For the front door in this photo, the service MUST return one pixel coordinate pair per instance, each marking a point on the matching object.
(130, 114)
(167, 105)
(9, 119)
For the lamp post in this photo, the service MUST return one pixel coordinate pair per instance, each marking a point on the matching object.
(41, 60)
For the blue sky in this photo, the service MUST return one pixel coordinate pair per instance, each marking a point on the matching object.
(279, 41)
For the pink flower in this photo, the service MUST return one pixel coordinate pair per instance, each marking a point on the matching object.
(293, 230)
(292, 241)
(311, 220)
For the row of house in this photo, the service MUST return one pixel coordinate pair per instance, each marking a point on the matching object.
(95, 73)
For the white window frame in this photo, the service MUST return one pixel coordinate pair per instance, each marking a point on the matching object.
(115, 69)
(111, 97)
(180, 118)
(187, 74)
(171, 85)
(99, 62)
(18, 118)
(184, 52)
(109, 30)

==

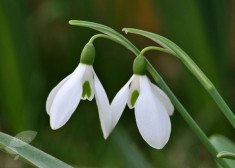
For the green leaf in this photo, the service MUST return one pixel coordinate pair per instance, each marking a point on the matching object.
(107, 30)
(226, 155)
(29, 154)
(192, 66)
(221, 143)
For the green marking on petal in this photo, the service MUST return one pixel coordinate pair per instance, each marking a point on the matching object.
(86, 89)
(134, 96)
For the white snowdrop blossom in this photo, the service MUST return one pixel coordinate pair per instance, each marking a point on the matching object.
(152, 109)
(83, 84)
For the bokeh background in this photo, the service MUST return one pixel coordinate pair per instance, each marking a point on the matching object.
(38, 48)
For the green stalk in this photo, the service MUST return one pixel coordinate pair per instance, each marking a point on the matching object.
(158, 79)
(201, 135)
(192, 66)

*Stated task:* List every line above that contains the word "green", treating uppercase and lowercase letters as distinct.

*The answer:*
For the green leaf in this photo, the service MUST return one pixel coordinate pair per instance, each marking a point on the matching object.
For the green marking on petal in this photo, the service MUST return one pixel coordinate pair per instance, each marking a point on the matching object.
For the green stalk in this photo, the service MUST return one pixel coordinate pair per instance, each marking a point on the matching object.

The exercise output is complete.